> **About this task**: Return each record exactly as it appears, so that nothing is dropped or altered.

#####

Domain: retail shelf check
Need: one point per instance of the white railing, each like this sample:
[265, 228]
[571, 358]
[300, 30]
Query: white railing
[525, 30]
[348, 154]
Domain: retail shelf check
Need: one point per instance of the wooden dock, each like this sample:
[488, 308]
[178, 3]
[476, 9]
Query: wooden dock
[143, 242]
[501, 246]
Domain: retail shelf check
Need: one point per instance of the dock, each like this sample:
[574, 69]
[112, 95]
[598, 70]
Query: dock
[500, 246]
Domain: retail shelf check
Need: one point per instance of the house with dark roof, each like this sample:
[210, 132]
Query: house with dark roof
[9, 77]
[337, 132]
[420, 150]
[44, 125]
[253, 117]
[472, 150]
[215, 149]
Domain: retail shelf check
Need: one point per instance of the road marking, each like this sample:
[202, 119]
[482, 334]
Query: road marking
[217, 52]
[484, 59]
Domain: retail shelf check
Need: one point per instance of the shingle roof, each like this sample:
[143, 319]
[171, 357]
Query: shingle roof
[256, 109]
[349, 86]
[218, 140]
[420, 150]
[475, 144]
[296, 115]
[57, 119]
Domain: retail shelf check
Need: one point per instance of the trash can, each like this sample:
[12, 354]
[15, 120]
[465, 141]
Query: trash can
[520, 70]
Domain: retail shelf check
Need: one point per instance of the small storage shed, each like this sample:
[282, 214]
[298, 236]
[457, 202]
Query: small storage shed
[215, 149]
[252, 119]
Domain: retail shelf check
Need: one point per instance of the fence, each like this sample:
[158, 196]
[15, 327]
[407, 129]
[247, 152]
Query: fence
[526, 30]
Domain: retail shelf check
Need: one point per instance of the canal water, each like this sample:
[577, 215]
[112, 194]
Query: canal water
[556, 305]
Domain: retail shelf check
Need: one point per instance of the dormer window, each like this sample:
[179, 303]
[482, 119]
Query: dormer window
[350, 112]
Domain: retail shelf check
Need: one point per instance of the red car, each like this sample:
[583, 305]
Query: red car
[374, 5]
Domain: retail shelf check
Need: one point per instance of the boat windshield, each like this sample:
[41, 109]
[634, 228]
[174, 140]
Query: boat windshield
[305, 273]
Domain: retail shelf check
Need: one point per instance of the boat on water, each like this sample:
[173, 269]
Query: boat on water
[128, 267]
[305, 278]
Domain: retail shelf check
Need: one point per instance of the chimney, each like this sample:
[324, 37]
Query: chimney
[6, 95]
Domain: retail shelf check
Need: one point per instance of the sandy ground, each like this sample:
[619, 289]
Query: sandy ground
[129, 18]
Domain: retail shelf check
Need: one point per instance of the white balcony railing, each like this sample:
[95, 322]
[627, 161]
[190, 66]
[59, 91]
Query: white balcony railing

#####

> **Exercise solution**:
Domain: retail shelf check
Need: one point per instance of the white railing, each like this sample:
[265, 228]
[571, 358]
[300, 30]
Query: white railing
[525, 30]
[348, 154]
Domain: retail shelf check
Need: one point per instance of the wooden dock, each like this sample:
[488, 308]
[178, 3]
[476, 9]
Query: wooden dock
[143, 242]
[501, 246]
Domain: retail shelf check
Need: one point per instance of the dock, each like this sample:
[574, 69]
[112, 95]
[598, 70]
Query: dock
[500, 246]
Domain: retail shelf check
Need: one point per instance of the house with dark roof, each like this sample:
[210, 132]
Query: house with dark roof
[9, 77]
[337, 132]
[420, 150]
[44, 125]
[253, 117]
[472, 150]
[215, 149]
Domain: retail shelf check
Need: one point per instance of the road marking, each like this sample:
[202, 119]
[482, 334]
Query: road marking
[217, 52]
[484, 59]
Domain: retail shelf check
Need: one point per instance of the shingle roof, each like this sample:
[143, 319]
[171, 357]
Query: shingle roof
[256, 109]
[349, 86]
[218, 140]
[420, 150]
[475, 144]
[296, 115]
[57, 119]
Domain: retail shelf check
Need: one point per instance of the trash can, each like this sample:
[12, 354]
[15, 120]
[465, 141]
Query: trash can
[520, 70]
Domain: retail shelf check
Need: one point per instance of the small storage shed, each like this sample:
[282, 214]
[298, 236]
[457, 202]
Query: small storage shed
[215, 149]
[252, 119]
Domain: retail shelf check
Need: one point per instance of the fence, each like this sample:
[158, 196]
[15, 327]
[407, 129]
[247, 152]
Query: fence
[526, 30]
Domain: retail shelf check
Need: one point per instance of the canal water, each like this sample:
[577, 215]
[112, 194]
Query: canal water
[556, 305]
Domain: retail shelf check
Need: one point per instance of the dormer window, each like this sample:
[179, 303]
[482, 119]
Query: dormer window
[350, 112]
Domain: retail shelf check
Need: one point per instance of the red car, each like this sample:
[583, 305]
Query: red car
[374, 5]
Domain: retail shelf check
Need: one point per instance of the boat windshield, each like this sample:
[41, 109]
[634, 228]
[174, 140]
Query: boat windshield
[305, 273]
Domain: retail shelf check
Need: one point per instance of the boat on water, each like this sample:
[173, 269]
Query: boat on water
[128, 267]
[305, 278]
Domain: retail shelf check
Need: one point per instance of the chimney, each like this sample:
[324, 37]
Query: chimney
[6, 95]
Domain: retail shelf check
Need: one point per instance of the sandy ground, each like this sample:
[619, 289]
Query: sandy ground
[129, 18]
Domain: retail shelf check
Need: one point per instance of the white balcony railing, each like this sample:
[95, 322]
[627, 161]
[190, 66]
[59, 91]
Query: white balcony railing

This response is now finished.